* **What is being asked**
Reproduce word for word the stretch of the records below from the line containing "Check that every instance of the dry" through the end of the records, both ends included. Output nothing else.

#### Provided entries ####

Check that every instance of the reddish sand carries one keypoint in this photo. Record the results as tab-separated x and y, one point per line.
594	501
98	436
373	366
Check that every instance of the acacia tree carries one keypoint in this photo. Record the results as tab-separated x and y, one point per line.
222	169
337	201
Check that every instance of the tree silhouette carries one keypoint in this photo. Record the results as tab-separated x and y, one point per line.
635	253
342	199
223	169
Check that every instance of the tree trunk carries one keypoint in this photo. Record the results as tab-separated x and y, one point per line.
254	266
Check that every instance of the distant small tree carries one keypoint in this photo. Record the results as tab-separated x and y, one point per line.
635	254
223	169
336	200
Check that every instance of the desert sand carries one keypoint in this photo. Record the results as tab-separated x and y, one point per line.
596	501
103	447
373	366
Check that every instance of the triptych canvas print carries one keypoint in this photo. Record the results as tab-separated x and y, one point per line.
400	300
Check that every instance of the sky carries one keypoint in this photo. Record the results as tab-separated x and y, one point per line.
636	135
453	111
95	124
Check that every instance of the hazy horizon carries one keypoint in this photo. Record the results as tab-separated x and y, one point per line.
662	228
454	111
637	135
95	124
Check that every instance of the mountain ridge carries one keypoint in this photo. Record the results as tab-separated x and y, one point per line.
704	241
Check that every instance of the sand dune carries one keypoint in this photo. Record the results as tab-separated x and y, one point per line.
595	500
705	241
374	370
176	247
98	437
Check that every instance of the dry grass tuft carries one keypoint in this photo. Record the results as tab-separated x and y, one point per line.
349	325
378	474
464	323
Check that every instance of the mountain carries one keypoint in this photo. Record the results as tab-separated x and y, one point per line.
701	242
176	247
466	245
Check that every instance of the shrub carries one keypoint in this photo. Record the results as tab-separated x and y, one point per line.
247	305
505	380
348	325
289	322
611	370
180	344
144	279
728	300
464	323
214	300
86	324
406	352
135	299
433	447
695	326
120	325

####

* **Result below**
Check that every instance of the dry grass tuft carries one keypoint in this photo. Record the results as tab-separated x and y, one point per line.
349	325
378	474
464	323
Check that every instance of the mountain carries one keypoint in this photo. Record the results as tab-separated x and y, one point per line.
701	242
176	247
466	245
Check that every instance of the shrub carries one keypoint in this photo. Record the results as tab-separated x and y, one point per line.
247	305
505	380
348	325
289	322
611	370
180	344
144	279
728	300
464	323
214	300
86	324
406	352
135	299
433	447
695	326
120	325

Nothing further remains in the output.